### INPUT RECORDS
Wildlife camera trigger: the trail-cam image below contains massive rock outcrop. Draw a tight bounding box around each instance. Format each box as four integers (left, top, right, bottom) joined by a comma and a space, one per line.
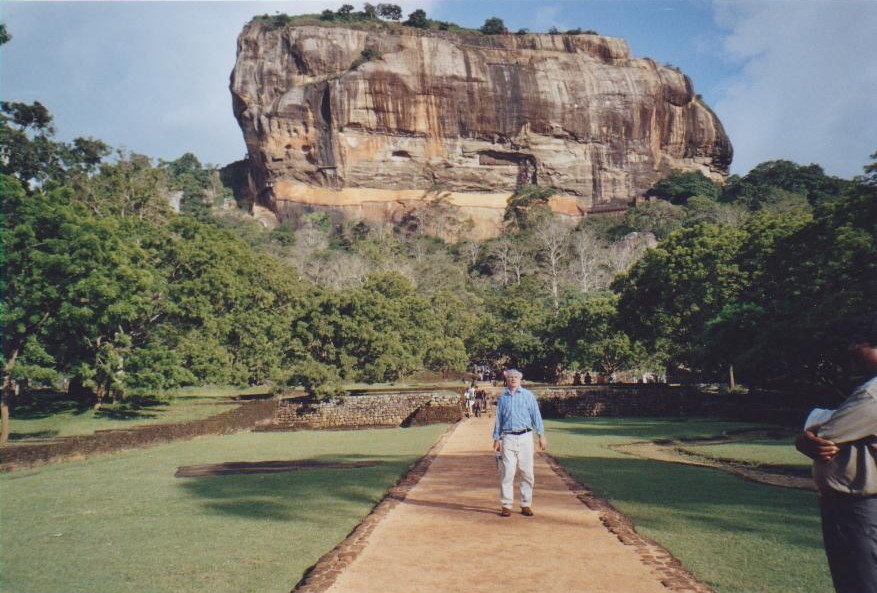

==

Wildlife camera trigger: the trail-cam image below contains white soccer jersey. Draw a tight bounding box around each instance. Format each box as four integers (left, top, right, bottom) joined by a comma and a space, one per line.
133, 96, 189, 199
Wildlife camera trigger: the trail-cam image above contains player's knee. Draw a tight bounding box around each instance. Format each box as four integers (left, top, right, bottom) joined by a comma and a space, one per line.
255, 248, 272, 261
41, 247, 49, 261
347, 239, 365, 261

### WHAT IS REQUIRED
Update the lines from the one containing "Wildlife camera trigger: the trail-cam image above" to the one containing "347, 239, 365, 261", changing "tight" to "snug" and leaving the rest the same.

### THE SOLUTION
Wildlife camera trigger: the trail-cam image above contains player's knee. Draw a snug bounding box around each instance. Format each box as four integers (left, top, right, bottom) joined by a comma and a space, one per line.
255, 248, 272, 261
41, 247, 49, 261
347, 239, 365, 261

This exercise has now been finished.